**Provided text**
▼▼▼

Biodiversity Exploratories as Biocultural Landscapes: Past, Present and Future
Agricultural intensification leads to biodiversity loss and can also erode cultural heritage, local identity and attachment to place. Biocultural diversity is an aspect of nature that arises from links and feedbacks between cultural diversity and biodiversity. Studying linkages between land use and biodiversity requires understanding of the larger couplings of biological and cultural diversity in landscapes, and the Biodiversity Exploratories provide a unique opportunity to assess this across three German landscapes.
By employing social-ecological research methods that tie human perception to nature and land-use, our goal is to build a comprehensive picture of past, present and future biocultural diversity across three regions. We expect that people’s relation to nature varies with cultural and ecological differences across space; and that these relations are expressed through language, ecosystem service preferences, place attachment and visions for the future.
Our project is structured across four work packages (Figure 1).

▲▲▲

**Task requirements**
a. Rewrite the paragraph beginning "By employing social-ecological research methods" from the text on biocultural landscapes as a short bulleted list, keeping its main facts.
b. According to the text on biocultural landscapes, how many work packages structure the project?
c. Carry on the text on biocultural landscapes from the point where it stops.

Dataset entries:

▼▼▼

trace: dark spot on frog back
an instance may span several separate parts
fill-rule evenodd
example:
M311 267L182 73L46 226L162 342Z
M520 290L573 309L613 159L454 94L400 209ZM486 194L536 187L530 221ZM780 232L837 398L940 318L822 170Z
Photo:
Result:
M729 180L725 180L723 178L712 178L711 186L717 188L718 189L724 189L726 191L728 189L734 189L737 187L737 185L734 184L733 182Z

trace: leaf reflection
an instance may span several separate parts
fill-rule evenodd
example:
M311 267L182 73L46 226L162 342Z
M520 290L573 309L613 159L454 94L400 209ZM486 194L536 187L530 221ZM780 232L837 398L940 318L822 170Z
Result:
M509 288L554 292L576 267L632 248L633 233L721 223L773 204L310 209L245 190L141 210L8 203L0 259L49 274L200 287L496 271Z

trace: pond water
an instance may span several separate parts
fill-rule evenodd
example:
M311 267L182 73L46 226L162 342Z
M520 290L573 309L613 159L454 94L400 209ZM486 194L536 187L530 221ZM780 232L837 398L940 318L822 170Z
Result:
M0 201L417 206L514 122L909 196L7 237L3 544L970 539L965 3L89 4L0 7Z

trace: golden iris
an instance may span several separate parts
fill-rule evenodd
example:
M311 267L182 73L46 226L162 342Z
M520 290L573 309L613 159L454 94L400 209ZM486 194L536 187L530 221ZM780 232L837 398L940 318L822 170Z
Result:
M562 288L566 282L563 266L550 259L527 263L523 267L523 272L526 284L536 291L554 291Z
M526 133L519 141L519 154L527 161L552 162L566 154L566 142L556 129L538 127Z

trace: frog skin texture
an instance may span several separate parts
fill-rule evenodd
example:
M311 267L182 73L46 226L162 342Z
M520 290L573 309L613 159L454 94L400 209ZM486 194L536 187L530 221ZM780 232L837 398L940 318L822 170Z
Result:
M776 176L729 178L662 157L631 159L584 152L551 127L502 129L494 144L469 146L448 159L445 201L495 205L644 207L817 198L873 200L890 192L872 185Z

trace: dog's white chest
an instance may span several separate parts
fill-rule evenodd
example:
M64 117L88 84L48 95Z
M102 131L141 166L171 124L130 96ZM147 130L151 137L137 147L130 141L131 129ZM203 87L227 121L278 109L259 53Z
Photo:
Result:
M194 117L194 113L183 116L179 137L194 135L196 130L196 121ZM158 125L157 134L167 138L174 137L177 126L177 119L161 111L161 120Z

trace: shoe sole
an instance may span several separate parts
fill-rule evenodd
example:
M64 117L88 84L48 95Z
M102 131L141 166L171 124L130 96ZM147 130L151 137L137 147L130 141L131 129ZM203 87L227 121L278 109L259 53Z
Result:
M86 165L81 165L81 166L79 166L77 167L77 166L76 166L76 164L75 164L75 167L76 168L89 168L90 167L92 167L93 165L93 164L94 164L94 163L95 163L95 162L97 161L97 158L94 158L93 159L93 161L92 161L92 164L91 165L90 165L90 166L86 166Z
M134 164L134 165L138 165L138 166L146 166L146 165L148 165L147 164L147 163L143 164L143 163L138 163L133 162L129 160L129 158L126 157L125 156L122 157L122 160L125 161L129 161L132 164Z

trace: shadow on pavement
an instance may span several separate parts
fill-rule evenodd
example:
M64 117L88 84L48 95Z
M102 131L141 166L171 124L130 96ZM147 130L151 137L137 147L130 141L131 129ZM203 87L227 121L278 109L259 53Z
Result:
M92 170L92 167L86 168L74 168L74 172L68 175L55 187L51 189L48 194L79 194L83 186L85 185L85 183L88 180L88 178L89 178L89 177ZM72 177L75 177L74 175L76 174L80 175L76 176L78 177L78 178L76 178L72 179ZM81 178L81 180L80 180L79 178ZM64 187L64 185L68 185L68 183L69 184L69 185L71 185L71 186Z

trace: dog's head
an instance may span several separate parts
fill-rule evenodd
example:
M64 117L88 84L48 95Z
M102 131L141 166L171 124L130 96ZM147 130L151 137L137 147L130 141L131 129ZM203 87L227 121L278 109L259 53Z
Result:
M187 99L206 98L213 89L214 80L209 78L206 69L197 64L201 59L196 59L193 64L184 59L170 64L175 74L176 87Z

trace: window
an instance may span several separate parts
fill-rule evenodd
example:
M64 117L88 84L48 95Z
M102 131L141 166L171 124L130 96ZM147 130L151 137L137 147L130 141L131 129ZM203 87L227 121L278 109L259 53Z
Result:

▲▲▲

**Answers by task**
a.
- Method: social-ecological research that ties human perception to nature and land use
- Goal: a comprehensive picture of past, present and future biocultural diversity across three regions
- Expectation: people's relation to nature varies with cultural and ecological differences across space
- These relations are expressed through language, ecosystem service preferences, place attachment and visions for the future

b. Four.

c.
- WP1) We will analyse the historical landscape perspectives of local residents through oral histories, in order to identify local-ecological knowledge relating to the unique natural heritage of each region, and to identify regional linguistic diversity in relation to landscape.
- WP2) We will investigate how local residents perceive ecosystem services across a gradient of land-use intensity for forests and grasslands, using photo-elicitation.
- WP3) We will systematically develop future scenarios related to regional biodiversity with young people, including the drivers of biodiversity trends, as well as the enablers and barriers to future engagement with nature. These scenarios will be compared among the three regions.
- WP4) We will synthesize trends related to biocultural diversity in European farming landscapes by means of an expert workshop that will showcase the unique opportunity of the Biodiversity Exploratories for biocultural research.